Reproduce each of the lines below word for word, with no changes.

====== Data in this exercise ======

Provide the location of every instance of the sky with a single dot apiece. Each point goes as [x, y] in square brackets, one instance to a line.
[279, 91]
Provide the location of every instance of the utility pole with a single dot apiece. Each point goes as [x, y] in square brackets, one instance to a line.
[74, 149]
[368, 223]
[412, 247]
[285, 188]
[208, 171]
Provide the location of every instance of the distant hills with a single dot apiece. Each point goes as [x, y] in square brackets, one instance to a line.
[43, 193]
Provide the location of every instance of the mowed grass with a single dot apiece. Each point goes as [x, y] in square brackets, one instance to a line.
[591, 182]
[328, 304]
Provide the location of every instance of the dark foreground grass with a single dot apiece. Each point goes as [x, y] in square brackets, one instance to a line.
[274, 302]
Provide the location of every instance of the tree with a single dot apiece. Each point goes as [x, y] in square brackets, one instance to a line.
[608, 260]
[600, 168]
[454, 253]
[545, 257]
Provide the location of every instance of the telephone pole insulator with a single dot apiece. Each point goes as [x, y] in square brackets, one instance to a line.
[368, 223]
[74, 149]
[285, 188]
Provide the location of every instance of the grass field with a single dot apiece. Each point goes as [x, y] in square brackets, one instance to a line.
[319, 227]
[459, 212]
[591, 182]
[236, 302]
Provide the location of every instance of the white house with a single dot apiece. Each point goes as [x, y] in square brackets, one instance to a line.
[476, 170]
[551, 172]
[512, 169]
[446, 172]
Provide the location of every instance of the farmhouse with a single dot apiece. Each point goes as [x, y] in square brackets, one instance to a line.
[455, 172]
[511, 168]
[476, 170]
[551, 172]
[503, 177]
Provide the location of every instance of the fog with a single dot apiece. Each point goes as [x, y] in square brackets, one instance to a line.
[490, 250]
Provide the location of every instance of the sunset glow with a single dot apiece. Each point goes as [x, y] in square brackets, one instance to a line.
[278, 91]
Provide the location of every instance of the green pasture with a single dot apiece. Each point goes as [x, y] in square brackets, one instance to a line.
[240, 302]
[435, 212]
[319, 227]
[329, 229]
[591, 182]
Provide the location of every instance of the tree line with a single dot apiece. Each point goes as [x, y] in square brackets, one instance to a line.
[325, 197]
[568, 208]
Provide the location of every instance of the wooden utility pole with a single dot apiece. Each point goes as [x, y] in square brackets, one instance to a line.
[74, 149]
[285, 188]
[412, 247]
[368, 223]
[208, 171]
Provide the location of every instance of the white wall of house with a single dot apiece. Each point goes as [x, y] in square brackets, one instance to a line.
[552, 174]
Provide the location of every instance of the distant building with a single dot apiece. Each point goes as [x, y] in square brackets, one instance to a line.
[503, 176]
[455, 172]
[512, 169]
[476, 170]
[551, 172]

======

■ **Exercise solution**:
Provide the location of every instance of the sky with a single dot apiece. Each point goes as [x, y] in square brackets, one instance to a line.
[279, 91]
Provide the location of every instance of the utility pole with a single dot apiece. Each point goes as [x, y] in square brackets, one instance to a line.
[74, 149]
[368, 223]
[412, 247]
[285, 188]
[208, 171]
Provide the location of every instance of the distant hills with a single dot apiece. Each point goes as [x, y] in square brackets, one instance to a line.
[43, 193]
Provide the location of every instance of the mowed grass with a single dot apiece. Each point goes as [x, y] in square brackets, one instance to a line.
[591, 182]
[328, 304]
Provide the location of every instance of the dark foreground grass with a single dot apiece. Each point goes as [x, y] in square brackets, one instance to a line.
[274, 302]
Provide the location of every instance of the tree with a single dot apiece. Each point goes as [x, y] in square brackets, one instance to a line.
[608, 260]
[600, 168]
[454, 253]
[545, 257]
Provide the location of every instance of the telephone pole insulator with a single dot apiece. Each point goes as [x, y] in square brackets, one instance to a line.
[368, 223]
[74, 149]
[285, 188]
Provide the location of every instance of the grass field with a single dot apiece. Each point goes as [x, y] in square brackets, one instance to a line.
[319, 227]
[459, 212]
[591, 182]
[236, 302]
Provide the location of every instance of the white house with a single dot apiece. Each point goes as [x, y] in square brackets, one instance to a line.
[476, 170]
[551, 172]
[512, 169]
[446, 172]
Provide the location of every instance of the farmhouse with a single dot apiece. Each point goes as [x, y] in square brackets, one instance to a line.
[455, 172]
[511, 168]
[476, 170]
[551, 172]
[503, 177]
Provide the location of every instance of the fog with a single dot apiece. Each point goes as [x, y] in square brackets, one instance to a line.
[490, 250]
Provide the location of every instance of the sunset glow with a single dot apiece. Each point goes as [x, y] in square brackets, one instance to a line.
[278, 91]
Provide the location of every instance of the green pasture with a single dot apiece. Each point goes as [x, y] in square brackets, one instance to a line.
[240, 302]
[435, 212]
[319, 227]
[329, 229]
[591, 182]
Provide the location of every instance of the tree line with a single dot apiece. Each point goes as [x, y] in square brackets, one instance to a line.
[325, 197]
[568, 208]
Provide the location of every instance of the wooden utility pole with a single dot apiece. Each point goes as [x, y] in square brackets, one instance to a line.
[74, 149]
[285, 188]
[412, 247]
[368, 223]
[208, 171]
Provide the location of every instance of the white wall of house with a single dot apiece. Each point goes as [x, y] in square brackets, one instance to a line.
[552, 174]
Provide the location of every instance of the distant building with a single dot apiece. Each point goes as [x, y] in square brackets, one instance to a line.
[503, 176]
[455, 172]
[512, 169]
[476, 170]
[551, 172]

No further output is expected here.